• _EXERCISE PROMPT_:
Among the lines of the records, please find those that contain the word "barrel" and copy them.

• _PROVIDED INFORMATION_:
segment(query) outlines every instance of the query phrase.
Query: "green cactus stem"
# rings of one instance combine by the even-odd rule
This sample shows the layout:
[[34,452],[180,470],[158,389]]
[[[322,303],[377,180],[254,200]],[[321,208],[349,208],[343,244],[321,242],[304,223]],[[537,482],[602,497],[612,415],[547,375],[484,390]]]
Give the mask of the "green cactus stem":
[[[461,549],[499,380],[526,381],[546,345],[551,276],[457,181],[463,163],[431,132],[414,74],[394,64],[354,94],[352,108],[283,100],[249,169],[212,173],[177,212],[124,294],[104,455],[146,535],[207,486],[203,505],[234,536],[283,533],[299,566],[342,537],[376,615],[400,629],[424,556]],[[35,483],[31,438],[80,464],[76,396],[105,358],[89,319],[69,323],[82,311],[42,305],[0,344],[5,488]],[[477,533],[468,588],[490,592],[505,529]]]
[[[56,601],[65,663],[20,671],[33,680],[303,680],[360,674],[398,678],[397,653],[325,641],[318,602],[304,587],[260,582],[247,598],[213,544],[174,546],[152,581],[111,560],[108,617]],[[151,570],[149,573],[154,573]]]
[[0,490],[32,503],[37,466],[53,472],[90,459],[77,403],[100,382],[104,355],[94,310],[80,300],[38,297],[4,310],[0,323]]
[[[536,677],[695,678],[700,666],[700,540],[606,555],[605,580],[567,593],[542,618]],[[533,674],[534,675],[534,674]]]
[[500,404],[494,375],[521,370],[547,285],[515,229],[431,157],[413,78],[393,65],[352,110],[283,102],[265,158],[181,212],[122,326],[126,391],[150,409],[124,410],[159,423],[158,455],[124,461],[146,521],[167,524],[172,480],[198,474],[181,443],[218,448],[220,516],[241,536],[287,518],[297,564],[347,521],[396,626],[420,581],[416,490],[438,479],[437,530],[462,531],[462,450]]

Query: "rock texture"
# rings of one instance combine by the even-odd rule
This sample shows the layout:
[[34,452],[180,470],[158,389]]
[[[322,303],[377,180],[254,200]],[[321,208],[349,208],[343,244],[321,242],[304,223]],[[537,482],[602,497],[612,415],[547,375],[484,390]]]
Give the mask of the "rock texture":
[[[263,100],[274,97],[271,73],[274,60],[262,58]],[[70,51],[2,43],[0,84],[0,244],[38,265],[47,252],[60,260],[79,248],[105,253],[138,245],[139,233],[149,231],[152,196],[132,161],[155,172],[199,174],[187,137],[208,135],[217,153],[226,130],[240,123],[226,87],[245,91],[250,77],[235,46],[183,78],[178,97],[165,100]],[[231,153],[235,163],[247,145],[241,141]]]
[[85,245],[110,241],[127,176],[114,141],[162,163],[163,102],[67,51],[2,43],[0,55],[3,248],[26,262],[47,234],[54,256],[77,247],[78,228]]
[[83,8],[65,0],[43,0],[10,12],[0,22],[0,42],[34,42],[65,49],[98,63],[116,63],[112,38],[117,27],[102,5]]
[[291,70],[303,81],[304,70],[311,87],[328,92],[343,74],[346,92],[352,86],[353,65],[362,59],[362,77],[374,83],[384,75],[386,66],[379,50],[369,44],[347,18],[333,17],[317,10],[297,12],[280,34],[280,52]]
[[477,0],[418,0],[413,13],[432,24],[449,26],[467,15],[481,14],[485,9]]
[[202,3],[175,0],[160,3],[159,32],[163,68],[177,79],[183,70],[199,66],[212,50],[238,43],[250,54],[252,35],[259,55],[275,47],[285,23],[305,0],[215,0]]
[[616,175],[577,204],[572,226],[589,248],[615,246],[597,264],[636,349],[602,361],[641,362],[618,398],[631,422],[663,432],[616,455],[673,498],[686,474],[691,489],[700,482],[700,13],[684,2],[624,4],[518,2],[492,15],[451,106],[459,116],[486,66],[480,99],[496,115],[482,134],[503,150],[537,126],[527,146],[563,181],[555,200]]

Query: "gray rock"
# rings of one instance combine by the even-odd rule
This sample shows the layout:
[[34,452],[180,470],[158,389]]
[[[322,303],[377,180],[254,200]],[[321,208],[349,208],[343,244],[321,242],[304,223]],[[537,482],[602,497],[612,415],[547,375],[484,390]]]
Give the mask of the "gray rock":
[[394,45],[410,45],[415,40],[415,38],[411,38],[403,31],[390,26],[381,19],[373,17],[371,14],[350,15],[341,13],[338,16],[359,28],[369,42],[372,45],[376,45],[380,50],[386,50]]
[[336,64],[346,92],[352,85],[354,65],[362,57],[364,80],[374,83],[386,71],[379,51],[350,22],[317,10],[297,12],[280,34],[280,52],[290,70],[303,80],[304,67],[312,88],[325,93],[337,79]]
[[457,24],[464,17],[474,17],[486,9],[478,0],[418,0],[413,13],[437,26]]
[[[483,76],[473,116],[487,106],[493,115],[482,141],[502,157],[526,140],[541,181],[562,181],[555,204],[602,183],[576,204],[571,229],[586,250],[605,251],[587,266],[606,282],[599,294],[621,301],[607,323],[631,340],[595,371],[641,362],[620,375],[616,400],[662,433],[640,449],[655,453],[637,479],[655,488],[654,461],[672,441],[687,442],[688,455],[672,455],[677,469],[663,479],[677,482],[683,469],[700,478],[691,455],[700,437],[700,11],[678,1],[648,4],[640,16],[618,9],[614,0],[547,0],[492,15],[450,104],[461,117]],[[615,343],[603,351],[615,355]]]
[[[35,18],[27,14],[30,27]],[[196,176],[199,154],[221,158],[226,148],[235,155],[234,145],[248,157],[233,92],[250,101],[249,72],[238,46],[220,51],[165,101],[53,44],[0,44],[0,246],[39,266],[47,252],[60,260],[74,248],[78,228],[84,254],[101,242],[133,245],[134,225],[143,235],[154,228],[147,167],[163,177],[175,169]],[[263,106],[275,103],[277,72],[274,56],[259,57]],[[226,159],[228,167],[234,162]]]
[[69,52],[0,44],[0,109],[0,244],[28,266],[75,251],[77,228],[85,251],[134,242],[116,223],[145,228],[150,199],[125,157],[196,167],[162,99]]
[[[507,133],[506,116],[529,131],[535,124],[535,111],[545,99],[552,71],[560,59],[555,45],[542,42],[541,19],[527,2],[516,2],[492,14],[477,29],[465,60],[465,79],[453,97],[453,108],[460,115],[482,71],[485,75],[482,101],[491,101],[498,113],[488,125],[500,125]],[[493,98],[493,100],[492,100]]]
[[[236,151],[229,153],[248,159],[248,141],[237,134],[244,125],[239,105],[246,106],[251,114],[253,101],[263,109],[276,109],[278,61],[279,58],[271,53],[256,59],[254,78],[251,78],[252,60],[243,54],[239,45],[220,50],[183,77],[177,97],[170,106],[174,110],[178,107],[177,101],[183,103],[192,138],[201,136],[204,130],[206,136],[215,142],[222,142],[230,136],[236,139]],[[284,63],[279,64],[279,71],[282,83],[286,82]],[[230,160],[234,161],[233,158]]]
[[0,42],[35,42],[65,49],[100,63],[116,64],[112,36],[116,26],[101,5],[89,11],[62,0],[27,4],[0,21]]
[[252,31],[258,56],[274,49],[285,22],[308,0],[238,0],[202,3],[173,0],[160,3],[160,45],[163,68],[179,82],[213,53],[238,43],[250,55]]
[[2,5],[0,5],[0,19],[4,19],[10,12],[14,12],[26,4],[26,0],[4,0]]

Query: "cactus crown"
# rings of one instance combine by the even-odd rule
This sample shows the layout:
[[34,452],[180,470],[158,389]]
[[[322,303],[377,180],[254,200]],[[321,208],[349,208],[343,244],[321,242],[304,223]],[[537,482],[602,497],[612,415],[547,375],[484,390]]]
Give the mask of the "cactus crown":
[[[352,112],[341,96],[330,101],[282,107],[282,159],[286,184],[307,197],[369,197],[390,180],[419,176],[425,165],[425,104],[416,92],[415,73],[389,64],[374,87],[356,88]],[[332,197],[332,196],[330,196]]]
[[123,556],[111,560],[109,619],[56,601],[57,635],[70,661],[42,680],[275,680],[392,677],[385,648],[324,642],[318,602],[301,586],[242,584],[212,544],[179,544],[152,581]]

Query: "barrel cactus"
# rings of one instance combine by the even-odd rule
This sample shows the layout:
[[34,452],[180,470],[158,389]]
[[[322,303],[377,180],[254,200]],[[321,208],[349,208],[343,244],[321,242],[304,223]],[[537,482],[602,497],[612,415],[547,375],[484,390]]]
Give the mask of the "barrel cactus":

• _RESPONSE TO THIS TASK_:
Query: "barrel cactus"
Give the mask of the "barrel cactus":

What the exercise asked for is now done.